__What to do__. Repeat the listing verbatim. Drop any pictures.

__Records supplied__.
- Opening Delimiter -
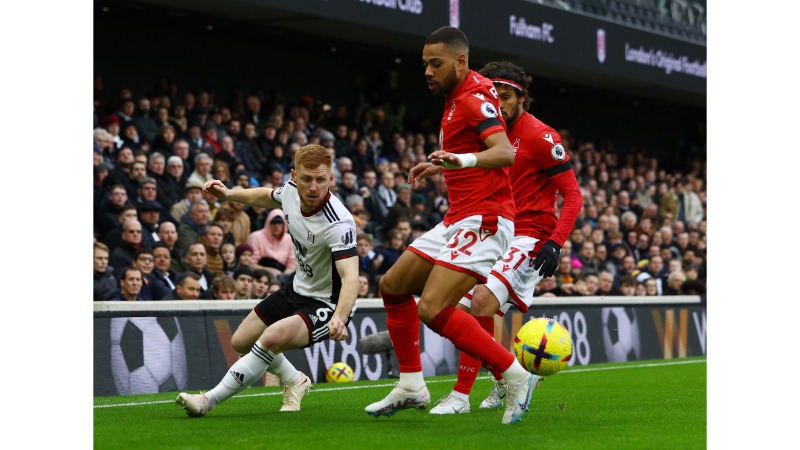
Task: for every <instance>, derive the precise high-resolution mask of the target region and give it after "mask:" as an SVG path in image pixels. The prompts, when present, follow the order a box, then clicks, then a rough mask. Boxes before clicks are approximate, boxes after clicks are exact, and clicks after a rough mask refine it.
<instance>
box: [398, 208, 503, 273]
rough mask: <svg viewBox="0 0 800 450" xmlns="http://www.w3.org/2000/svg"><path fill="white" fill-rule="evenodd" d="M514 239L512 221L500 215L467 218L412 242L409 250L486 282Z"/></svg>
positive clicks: (460, 220)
- Closing Delimiter -
__Output below__.
Task: for every <instance>, derive the precise high-resolution mask of the target region and give it after "mask:" as an SVG path in image pixels. The prompts, when present, follow the order a box, then clicks, then a rough mask. Boxes before clicks are approximate, boxes after clicks are exact, and clicks after a rough mask refine it.
<instance>
box: [398, 208, 503, 273]
rough mask: <svg viewBox="0 0 800 450" xmlns="http://www.w3.org/2000/svg"><path fill="white" fill-rule="evenodd" d="M514 239L512 221L500 215L467 218L412 242L409 250L486 282Z"/></svg>
positive clicks: (460, 220)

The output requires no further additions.